| Problem to work on |
Exactly as given, write out the lines from the one containing "If you could pick out the overcast" through the end of the listing, with both ends included and nothing else.

| Material shown |
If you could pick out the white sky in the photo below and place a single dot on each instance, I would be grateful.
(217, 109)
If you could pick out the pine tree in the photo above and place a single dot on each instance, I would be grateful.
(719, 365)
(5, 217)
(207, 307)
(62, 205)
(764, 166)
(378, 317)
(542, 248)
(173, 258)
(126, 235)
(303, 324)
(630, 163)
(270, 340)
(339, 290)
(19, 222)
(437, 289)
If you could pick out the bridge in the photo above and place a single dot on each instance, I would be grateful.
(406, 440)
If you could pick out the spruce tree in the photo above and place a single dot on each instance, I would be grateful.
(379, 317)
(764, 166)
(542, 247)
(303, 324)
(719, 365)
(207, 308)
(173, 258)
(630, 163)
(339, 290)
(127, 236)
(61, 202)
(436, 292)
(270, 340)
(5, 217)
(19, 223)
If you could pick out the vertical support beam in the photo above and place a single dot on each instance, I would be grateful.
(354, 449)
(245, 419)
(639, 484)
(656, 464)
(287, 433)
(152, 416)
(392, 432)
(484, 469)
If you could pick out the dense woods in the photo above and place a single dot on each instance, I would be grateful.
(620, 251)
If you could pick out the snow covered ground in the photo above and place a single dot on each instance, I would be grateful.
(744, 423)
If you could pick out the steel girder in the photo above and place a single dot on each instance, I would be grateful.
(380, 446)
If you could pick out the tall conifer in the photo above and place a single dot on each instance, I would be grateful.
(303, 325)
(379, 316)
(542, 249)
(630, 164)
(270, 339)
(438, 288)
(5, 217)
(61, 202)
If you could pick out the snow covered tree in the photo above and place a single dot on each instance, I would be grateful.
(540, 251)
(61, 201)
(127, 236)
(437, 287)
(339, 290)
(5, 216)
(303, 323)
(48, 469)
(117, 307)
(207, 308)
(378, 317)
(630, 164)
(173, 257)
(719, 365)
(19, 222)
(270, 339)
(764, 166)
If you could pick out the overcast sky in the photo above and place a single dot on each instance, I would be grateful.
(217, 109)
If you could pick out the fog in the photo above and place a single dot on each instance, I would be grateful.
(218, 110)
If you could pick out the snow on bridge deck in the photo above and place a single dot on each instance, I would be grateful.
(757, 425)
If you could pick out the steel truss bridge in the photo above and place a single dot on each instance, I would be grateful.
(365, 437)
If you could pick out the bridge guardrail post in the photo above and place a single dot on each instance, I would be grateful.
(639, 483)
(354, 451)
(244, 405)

| Solution to the exercise |
If you could pick out the overcast sky in the photo above and place a single dot on each instance, I would be grateful.
(217, 109)
If you could pick out the fog in the photo above and place a single dot on each instance, I would be grateful.
(218, 110)
If you could pick out the snow on bridge deck in the photo above and place a single dot on each instance, I would be grateful.
(757, 425)
If you could pick out the steel truss bridge in the photo above and place a single dot on each instance, I would be grateful.
(365, 437)
If you could pick out the bridge guardrail post in the photo above and place a single dot on each instance, I would be grateful.
(639, 483)
(354, 451)
(244, 405)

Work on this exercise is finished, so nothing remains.